(Natural-language object grounding data)
• • • •
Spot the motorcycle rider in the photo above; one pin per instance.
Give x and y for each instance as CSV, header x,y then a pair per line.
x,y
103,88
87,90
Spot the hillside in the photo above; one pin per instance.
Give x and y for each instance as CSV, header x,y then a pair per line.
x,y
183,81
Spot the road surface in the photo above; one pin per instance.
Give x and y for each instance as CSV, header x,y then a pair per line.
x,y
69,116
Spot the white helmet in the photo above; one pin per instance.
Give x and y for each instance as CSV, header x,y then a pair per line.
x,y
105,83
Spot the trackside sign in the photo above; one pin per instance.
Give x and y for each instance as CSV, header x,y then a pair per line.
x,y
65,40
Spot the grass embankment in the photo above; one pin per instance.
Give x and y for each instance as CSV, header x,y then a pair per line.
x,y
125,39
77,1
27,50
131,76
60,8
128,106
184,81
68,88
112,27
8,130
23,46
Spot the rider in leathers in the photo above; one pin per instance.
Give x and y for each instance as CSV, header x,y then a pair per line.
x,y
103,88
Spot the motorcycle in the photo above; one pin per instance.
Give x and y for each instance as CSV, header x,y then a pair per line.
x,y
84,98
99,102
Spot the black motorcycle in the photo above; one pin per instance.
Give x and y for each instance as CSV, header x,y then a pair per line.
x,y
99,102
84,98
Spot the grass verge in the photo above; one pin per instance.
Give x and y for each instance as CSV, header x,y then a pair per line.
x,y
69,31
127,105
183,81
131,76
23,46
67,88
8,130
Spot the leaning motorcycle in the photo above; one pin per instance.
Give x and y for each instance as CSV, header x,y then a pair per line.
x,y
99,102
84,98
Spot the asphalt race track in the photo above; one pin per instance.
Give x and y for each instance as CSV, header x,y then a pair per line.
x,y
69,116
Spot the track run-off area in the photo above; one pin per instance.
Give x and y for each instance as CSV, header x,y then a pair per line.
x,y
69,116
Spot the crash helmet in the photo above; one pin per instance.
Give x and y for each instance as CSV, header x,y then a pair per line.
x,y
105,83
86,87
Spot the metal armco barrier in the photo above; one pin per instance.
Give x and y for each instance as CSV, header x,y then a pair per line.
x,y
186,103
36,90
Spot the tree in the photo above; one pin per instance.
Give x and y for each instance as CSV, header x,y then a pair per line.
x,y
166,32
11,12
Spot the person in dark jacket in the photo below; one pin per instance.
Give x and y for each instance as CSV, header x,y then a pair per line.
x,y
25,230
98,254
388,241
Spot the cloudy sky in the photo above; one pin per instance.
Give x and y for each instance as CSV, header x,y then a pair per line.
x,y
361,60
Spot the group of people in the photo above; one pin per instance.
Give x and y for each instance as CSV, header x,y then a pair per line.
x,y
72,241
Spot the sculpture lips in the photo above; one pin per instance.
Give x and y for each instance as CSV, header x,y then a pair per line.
• • • •
> _What the task asks_
Count the lines above that contain the word "grass", and reply with only that number.

> _Problem solution_
2